Offset every polygon coordinate in the answers by -138, and write out again every line from the one holding "query (the noun phrase to segment): **white paneled" through the end of the records, inclusive, requests included. Leave the pictures out.

================

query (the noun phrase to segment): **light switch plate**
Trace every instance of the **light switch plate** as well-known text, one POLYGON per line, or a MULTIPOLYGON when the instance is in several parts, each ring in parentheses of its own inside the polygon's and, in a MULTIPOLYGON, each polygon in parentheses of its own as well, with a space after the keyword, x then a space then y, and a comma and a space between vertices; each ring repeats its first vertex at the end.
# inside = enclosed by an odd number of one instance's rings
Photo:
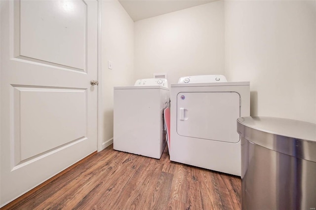
POLYGON ((110 61, 108 61, 108 69, 109 70, 113 69, 113 64, 112 62, 110 61))

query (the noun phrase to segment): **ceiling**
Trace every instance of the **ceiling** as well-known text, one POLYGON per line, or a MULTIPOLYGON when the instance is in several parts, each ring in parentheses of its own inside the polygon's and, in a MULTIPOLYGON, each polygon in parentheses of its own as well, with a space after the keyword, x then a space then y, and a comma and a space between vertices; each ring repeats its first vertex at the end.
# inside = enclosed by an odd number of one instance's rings
POLYGON ((134 21, 217 0, 118 0, 134 21))

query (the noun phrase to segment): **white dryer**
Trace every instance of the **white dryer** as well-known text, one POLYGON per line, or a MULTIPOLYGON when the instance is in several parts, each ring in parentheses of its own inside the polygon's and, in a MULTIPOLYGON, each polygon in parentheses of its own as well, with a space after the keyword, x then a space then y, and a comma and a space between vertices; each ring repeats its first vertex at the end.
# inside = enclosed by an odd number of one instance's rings
POLYGON ((240 176, 237 120, 250 115, 249 82, 186 76, 170 94, 170 160, 240 176))
POLYGON ((169 106, 166 79, 114 87, 114 149, 159 159, 166 144, 163 112, 169 106))

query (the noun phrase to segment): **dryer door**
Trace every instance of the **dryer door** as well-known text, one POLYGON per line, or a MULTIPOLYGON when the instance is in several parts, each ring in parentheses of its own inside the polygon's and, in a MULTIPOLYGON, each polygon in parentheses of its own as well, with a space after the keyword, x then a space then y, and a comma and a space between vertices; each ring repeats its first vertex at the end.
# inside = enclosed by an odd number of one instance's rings
POLYGON ((179 93, 177 132, 180 136, 237 142, 236 120, 240 117, 236 92, 179 93))

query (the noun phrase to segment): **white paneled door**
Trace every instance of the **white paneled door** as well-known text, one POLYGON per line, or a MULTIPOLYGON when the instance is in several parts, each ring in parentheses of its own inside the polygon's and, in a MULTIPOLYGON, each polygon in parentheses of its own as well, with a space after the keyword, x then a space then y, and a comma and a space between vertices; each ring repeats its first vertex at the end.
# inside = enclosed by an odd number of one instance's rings
POLYGON ((97 150, 96 0, 1 0, 0 204, 97 150))

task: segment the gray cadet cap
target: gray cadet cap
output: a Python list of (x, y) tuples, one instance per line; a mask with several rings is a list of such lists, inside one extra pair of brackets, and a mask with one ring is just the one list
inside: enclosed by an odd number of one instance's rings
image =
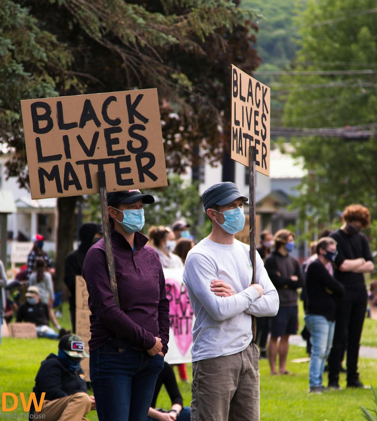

================

Exercise result:
query (the noun phrase to segment): **white paneled door**
Trace every instance of the **white paneled door** as well-known text, one POLYGON per line, or a MULTIPOLYGON when the instance is in several parts, each ring in parentheses of its own inside the polygon's and, in a MULTIPOLYGON, each polygon in parentheses of its own as well, with a space after the keyword, x then a space then y, and a comma and a space between vertices; each ring repeats its first vertex at the end.
# inside = enclosed by an odd number of one instance's rings
POLYGON ((-41 12, -42 -138, -137 -138, -138 66, -41 12))

task: segment the gray cadet cap
target: gray cadet cap
output: a Python list of (x, y) tuples, one instance per line; a mask with several rings is a list of such lists, inside one extra pair of brackets, and a mask with one ring is just the one list
inside: enclosed by an odd number of one instance's rings
image =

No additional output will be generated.